Violence

barbed wire fence surrounding concentration camp

VIOLENCE/HNRC 4013-003
M/W 11-12:15 p.m., SPRING 2020
GEAR 129

The deadline to apply to our spring 2020 Signature Seminars (via this application form) is 11:59 p.m. Friday, November 1, 2019.

This seminar takes an anthropological look at violence and social suffering, focusing first on how societies institute and define injury and then on the consequences and afterlives of violence for those who inflict harm, those who suffer abuses and those whose existences are implicated with violence despite being neither victim nor perpetrator. Our main objectives are to study violence in a global context and to scrutinize how and why certain forms of violence get ignored and others get condemned and repaired: in other words, why and how societies accept or sanction certain forms of violence, but castigate, denounce or make invisible others. Topics to be covered include torture, trauma, colonial violence, animal violence, climate change, terror and non-violence. Our overall concern will be how violence encompasses more than bodily harm and becomes a long-term process that is part of everyday life.

- Data provided:

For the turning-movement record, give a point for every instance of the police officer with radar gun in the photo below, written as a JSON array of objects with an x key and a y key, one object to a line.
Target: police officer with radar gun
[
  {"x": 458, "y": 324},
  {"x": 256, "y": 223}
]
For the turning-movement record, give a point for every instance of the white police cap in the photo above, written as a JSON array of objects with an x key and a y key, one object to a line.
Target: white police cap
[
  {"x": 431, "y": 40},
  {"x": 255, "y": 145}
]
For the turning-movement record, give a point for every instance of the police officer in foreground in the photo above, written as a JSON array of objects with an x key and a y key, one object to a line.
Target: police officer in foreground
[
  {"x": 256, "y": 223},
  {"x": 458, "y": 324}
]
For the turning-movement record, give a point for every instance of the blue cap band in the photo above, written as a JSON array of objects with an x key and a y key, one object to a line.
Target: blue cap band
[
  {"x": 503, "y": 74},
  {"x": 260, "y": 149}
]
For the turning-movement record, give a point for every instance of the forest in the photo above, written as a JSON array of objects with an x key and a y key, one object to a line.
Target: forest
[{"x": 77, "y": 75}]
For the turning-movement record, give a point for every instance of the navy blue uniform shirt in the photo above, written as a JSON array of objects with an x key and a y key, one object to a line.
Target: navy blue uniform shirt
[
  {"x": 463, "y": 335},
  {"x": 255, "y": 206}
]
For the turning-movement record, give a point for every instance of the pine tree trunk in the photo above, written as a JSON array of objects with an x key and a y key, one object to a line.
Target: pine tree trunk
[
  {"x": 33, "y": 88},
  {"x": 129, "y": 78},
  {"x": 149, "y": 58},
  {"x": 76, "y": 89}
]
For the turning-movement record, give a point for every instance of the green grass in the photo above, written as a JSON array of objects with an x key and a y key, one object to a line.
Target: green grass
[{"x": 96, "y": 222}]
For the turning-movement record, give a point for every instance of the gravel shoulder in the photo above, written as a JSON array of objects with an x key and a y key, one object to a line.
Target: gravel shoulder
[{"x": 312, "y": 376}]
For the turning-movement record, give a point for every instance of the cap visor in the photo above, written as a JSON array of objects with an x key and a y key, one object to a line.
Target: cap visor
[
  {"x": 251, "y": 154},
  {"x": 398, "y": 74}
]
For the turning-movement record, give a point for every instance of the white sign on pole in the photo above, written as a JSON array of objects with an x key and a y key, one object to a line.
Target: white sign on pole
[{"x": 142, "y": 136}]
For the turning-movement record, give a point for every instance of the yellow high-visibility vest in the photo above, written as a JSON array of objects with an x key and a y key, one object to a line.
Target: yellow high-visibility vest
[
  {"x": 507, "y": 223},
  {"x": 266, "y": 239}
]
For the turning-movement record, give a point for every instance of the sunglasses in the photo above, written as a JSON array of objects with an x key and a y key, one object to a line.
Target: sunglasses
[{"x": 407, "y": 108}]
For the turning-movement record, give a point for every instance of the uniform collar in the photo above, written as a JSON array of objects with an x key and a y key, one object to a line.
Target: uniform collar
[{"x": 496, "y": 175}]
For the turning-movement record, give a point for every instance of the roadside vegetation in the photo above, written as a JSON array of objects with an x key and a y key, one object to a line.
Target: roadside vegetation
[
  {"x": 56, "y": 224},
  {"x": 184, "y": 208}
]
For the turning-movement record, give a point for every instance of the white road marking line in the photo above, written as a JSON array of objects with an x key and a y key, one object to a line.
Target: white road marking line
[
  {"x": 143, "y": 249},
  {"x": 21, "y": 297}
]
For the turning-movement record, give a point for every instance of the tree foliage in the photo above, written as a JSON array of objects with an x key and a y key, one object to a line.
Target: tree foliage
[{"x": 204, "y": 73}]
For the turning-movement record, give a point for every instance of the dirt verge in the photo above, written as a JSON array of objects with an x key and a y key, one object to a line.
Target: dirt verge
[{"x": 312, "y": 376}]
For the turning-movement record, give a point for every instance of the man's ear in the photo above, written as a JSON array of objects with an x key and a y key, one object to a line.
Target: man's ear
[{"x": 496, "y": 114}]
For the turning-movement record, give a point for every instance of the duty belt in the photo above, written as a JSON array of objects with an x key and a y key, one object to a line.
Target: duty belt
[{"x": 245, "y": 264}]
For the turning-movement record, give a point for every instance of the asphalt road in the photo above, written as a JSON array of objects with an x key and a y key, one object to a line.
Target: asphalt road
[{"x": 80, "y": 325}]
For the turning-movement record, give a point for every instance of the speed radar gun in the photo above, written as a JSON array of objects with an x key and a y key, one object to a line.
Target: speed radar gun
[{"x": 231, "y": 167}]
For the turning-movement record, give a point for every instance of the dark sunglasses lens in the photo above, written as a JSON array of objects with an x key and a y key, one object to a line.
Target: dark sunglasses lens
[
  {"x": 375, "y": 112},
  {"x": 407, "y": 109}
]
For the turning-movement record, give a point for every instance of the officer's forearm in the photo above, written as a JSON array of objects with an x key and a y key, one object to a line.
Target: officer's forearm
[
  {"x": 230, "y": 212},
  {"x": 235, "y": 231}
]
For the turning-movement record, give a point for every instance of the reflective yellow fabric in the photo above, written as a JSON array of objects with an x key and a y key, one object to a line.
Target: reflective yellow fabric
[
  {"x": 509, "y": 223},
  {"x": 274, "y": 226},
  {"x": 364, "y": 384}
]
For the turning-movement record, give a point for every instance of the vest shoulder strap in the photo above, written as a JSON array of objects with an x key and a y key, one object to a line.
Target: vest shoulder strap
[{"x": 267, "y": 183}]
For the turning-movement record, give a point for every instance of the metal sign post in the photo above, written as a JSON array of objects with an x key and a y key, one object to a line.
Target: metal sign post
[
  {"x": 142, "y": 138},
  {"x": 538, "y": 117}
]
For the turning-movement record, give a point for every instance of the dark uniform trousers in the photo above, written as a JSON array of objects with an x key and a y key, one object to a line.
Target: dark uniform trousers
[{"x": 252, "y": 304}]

- Exercise requirements:
(1) Answer these questions using the violence seminar description:
(a) What room is listed for the seminar?
(b) When is the application deadline for the spring 2020 Signature Seminars?
(c) In the list of topics, which topic comes right after colonial violence?
(2) In the violence seminar description, rewrite everything from "VIOLENCE/HNRC 4013-003" down to "November 1, 2019.", changing "application form" to "online portal".
(3) Extend the violence seminar description with further text that follows on from its final sentence.

- Results of the tasks:
(1)
(a) GEAR 129
(b) 11:59 p.m. Friday, November 1, 2019
(c) Animal violence

(2)
VIOLENCE/HNRC 4013-003
M/W 11-12:15 p.m., SPRING 2020
GEAR 129

The deadline to apply to our spring 2020 Signature Seminars (via this online portal) is 11:59 p.m. Friday, November 1, 2019.

(3)
Course Credit:

man sitting and writing in hallway

  • All students: 3 hours of honors credit
  • Fulbright College:
    • social sciences colloquium
    • concentration requirement for all concentrations, international & global studies majors
    • global issues requirement for global studies minors
    • ANTH 3923H

About Ram Natarajan: 

Ram Natarajan is assistant professor of anthropology in Fulbright College. He completed his undergraduate studies at Johns Hopkins University and received his Ph.D. in anthropology from New York University. He is currently working on a book manuscript titled Violence Unresolved, about the afterlives of violence in Argentina. His research and teaching interests concern law, trauma, violence, memory, race and literature.  During the 2018-2019 academic year he was a visiting fellow at Wolfson College at the University of Cambridge.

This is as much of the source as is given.